## Given exercise
Reproduce every one of the following rows verbatim, with no alterations of any kind.

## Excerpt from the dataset
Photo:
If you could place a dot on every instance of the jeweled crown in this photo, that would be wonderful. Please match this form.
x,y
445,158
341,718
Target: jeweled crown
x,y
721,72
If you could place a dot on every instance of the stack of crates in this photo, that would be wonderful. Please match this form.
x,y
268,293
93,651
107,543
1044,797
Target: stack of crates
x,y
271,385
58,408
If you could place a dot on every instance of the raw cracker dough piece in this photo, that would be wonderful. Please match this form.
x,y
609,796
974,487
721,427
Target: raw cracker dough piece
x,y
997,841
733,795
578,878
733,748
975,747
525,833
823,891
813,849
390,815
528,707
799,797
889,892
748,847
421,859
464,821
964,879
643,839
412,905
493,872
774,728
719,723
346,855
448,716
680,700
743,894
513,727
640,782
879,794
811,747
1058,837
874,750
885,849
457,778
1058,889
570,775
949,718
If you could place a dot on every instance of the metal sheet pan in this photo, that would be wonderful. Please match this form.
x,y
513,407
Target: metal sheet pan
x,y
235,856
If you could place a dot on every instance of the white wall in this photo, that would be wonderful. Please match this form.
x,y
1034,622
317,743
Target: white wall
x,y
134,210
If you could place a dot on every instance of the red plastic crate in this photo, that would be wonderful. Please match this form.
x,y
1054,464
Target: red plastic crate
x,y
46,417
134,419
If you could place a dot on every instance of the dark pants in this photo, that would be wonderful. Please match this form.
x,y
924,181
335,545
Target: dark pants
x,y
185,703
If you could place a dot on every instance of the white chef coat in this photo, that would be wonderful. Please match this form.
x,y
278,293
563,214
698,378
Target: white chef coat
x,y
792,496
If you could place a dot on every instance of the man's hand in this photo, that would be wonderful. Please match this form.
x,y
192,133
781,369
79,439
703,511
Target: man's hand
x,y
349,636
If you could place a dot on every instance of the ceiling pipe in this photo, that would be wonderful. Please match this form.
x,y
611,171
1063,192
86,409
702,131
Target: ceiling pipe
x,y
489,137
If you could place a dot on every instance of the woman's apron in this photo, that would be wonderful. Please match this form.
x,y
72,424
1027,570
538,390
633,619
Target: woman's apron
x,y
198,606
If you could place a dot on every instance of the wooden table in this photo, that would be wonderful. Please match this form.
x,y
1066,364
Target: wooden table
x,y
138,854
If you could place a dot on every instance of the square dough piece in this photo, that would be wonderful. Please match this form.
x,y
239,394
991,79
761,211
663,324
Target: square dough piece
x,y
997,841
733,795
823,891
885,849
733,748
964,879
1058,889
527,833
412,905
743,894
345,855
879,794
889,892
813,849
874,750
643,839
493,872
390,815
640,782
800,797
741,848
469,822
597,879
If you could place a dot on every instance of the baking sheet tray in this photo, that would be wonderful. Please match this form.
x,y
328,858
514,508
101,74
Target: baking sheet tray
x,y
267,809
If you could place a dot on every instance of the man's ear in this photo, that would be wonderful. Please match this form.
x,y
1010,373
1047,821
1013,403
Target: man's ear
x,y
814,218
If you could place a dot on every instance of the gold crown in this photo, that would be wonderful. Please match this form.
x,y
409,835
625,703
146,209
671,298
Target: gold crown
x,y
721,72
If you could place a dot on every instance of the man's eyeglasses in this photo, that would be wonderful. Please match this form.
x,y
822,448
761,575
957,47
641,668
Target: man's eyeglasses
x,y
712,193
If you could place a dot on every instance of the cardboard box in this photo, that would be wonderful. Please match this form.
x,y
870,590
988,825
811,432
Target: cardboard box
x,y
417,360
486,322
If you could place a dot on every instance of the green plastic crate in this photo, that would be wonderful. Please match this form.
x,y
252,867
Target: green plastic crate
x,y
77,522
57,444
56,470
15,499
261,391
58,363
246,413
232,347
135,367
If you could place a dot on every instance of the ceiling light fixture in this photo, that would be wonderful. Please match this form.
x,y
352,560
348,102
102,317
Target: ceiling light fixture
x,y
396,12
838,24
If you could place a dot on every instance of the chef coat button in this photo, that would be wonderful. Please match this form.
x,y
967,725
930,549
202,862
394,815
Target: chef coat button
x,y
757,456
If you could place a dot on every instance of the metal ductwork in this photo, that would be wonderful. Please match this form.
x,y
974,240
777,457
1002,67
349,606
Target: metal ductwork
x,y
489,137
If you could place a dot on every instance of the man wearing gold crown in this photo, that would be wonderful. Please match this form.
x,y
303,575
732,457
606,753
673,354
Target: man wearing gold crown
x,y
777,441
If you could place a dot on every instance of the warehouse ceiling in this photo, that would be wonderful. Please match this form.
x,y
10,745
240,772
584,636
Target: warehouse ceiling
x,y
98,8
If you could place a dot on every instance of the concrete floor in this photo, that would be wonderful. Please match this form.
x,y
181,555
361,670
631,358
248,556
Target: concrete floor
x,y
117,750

## Expected answer
Photo:
If you could place a dot on every instance of the jeweled crown in this photo, that would be wonderful. Please match this form.
x,y
445,158
341,718
Target: jeweled crown
x,y
721,72
If you could place a dot on every instance of the stack of crates in this photo, that would be wonderful. Please match this form.
x,y
268,293
93,651
107,543
1044,797
Target: stack of crates
x,y
271,385
58,408
If you could place a dot on every instance of the raw cracker dough piece in this photo, that would be wonderful. Please match this form.
x,y
609,796
974,487
721,427
Target: raw cracker dough piece
x,y
997,841
733,795
578,878
733,748
975,747
525,833
823,891
813,849
390,815
528,707
799,797
889,892
748,847
421,859
464,821
964,879
643,839
412,905
493,872
774,728
719,723
346,855
448,716
680,700
743,894
513,727
640,782
879,794
811,747
1058,837
874,750
885,849
457,778
1058,889
570,775
949,718
If you could place a dot on every instance of the metal sheet pan in this photo, that would be wonderful. Please match this form.
x,y
513,407
Target: metal sheet pan
x,y
235,856
If you could place a dot on every instance of the white wall in this photo, that would be wonderful. Please match this form.
x,y
1034,622
317,743
Target: white wall
x,y
134,210
If you could place a dot on every instance of the red plastic crate in this photo, that would be wonderful. Please match this form.
x,y
1054,464
Target: red plastic crate
x,y
46,417
134,419
If you could place a dot on every instance of the dark pants in this photo, that would be wonderful. Please match this form.
x,y
924,181
335,545
Target: dark pants
x,y
185,703
If you could place a dot on every instance of the white chef coat in this photo, that would be wonderful. Please match this form.
x,y
278,293
563,214
698,378
Target: white chef coat
x,y
792,496
If you could place a dot on every instance of the man's hand in this photo, that would be wonderful. Please match this form.
x,y
192,133
781,369
79,439
703,511
Target: man's hand
x,y
349,636
If you could place a dot on every instance of the ceiling pipe in this photo, that would be wonderful. Please match this form.
x,y
611,171
1063,192
86,409
702,131
Target: ceiling pipe
x,y
489,137
If you could place a dot on every instance of the woman's apron in this photo, that would be wonderful. Please match this form.
x,y
72,424
1027,570
538,390
633,619
Target: woman's apron
x,y
198,606
If you could place a dot on every instance of the wooden table in this photo, that would be wonderful. Please match this form.
x,y
1066,364
Target: wooden table
x,y
138,854
If you could place a dot on every instance of the square dough piece in this photo, that would be wonderful. Please match this form.
x,y
239,394
991,79
761,211
663,324
Target: square dough piece
x,y
997,841
733,795
823,891
885,849
733,748
964,879
1058,889
527,833
412,905
743,894
345,855
879,794
889,892
813,849
874,750
643,839
493,872
390,815
640,782
800,797
741,848
469,822
597,879
If you could place a dot on every instance of the baking sheet tray in this photo, that would be wonderful. Please match this form.
x,y
328,858
514,508
101,74
Target: baking sheet tray
x,y
267,809
If you could place a dot on every instance of the man's ear in this photo, that would be wonderful. Please match this form.
x,y
1010,373
1047,821
1013,403
Target: man's ear
x,y
814,218
If you could place a dot on every instance of the gold crown in this photo, that would be wonderful. Please match this form.
x,y
409,835
625,703
146,209
671,298
Target: gold crown
x,y
721,72
If you could place a dot on every instance of the man's eyeglasses in this photo, that would be wonderful. Please match this form.
x,y
822,448
761,575
957,47
641,668
Target: man's eyeglasses
x,y
712,193
If you could place a dot on every instance of the cardboard box in this photo, that would be wonderful. Please match this form.
x,y
870,590
988,825
811,432
Target: cardboard box
x,y
417,360
486,322
If you could place a dot on every instance of the green plastic crate in this photo, that would be wonderful. Please match this form.
x,y
252,867
Target: green plastic crate
x,y
77,522
57,444
56,470
15,499
261,391
58,363
246,413
232,347
135,367
If you could place a dot on every instance of the ceiling light fixture in this photo, that would be wonderful. Please match this form.
x,y
352,560
348,102
102,317
Target: ceiling light fixture
x,y
396,12
838,24
If you could place a dot on every instance of the chef coat button in this photo, that would be wonderful. Please match this form.
x,y
967,725
930,549
202,862
394,815
Target: chef coat button
x,y
757,456
If you could place a dot on every instance of the metal ductwork in this photo, that would be wonderful. Please match this form.
x,y
974,240
777,457
1002,67
349,606
Target: metal ductwork
x,y
489,137
If you could place a dot on every instance of the man wearing gold crown in this photo, that would be wonderful. Please match this form.
x,y
303,575
732,457
606,753
673,354
Target: man wearing gold crown
x,y
777,441
If you could place a dot on every instance of the warehouse ceiling in this photo, that would be wonderful. Please match this form.
x,y
10,745
240,772
584,636
Target: warehouse ceiling
x,y
98,8
If you could place a dot on every instance of the concrete floor in this photo, that would be wonderful. Please match this form.
x,y
181,555
361,670
631,358
248,556
Target: concrete floor
x,y
117,750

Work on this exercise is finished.